AIM
Start at the line containing "the duck bill." and transcribe every line exactly through the end of the records below, and only those lines.

EXERCISE INPUTS

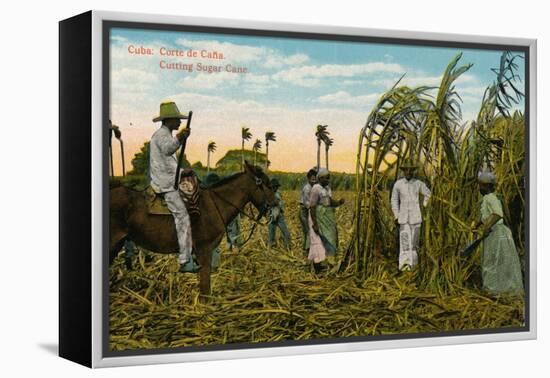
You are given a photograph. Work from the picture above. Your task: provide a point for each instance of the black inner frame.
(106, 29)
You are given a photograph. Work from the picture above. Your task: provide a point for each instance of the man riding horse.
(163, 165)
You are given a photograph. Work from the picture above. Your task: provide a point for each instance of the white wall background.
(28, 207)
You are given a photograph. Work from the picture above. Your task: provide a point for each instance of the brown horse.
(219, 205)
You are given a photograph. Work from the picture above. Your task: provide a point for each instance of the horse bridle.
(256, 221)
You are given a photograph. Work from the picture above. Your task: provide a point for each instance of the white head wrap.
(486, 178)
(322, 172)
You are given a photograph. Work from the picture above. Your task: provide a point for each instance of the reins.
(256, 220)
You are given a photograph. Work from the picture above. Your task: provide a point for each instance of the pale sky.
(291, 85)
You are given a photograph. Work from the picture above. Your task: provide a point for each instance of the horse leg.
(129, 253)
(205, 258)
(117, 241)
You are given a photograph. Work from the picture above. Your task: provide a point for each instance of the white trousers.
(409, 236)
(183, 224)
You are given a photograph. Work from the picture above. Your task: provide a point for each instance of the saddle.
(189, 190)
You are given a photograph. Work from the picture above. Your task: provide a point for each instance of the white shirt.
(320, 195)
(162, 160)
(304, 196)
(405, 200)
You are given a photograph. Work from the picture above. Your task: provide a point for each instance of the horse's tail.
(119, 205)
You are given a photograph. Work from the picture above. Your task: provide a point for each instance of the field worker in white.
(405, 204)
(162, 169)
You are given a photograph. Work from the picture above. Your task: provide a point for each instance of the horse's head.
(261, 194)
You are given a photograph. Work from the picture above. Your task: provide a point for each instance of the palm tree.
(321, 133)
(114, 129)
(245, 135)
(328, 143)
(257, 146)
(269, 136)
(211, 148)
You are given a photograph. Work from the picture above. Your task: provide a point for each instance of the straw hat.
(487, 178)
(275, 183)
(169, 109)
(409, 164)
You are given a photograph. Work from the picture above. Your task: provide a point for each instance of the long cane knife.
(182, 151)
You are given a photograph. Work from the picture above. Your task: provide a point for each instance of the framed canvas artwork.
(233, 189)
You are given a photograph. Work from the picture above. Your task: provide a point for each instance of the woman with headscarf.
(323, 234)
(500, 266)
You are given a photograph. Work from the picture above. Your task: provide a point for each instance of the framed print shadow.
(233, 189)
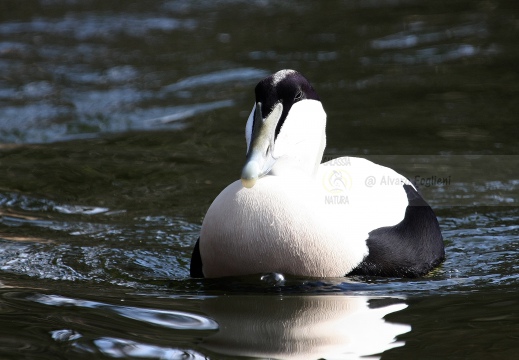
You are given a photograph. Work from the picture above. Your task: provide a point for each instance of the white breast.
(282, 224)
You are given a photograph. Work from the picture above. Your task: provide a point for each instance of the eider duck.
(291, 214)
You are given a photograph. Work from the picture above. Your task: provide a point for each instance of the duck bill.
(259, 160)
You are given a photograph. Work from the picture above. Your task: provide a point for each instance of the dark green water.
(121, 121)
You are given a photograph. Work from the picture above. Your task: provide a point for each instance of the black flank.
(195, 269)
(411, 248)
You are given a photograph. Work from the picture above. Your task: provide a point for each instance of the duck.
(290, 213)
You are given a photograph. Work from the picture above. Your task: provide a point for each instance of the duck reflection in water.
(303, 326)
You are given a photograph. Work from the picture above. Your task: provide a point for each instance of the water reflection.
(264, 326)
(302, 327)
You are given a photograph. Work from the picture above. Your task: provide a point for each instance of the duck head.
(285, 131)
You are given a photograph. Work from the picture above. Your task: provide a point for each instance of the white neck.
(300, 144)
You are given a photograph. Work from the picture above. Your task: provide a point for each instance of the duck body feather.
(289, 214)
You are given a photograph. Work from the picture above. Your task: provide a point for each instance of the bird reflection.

WRITTEN SOLUTION
You are given a photograph. Work from the picture above. Your task: provide a point for each instance of the duck bill.
(259, 160)
You are given a photograph. Work from the picture above. Your task: provide a point for each instance of the dark green water.
(121, 121)
You are given a photograph. Work from the picture above. Your task: provide a point for each instance of the black flank.
(195, 269)
(411, 248)
You are given a photograph. Work from the picture above. Your task: provide a point for each instance of the duck.
(290, 213)
You are given a photograph. Work from the picture above. Your task: provide a point for each instance of the duck reflection in water.
(303, 326)
You are given a photograph. Work from the picture above. Your task: provide a point for each instance of the water reflection.
(264, 326)
(302, 327)
You are given a photograph. Work from the picture above. Your task: provide a point for each instance of the duck head.
(285, 131)
You are given a photograph. Work from the picture above. Your task: provide a point for each instance of the white neck.
(300, 144)
You are given a photograph. Work from the picture above. Your task: provide a point for each instance of the duck body feather.
(289, 214)
You are given a photograph. Work from the picture above. Your task: provide a point for each instance of the bird reflection.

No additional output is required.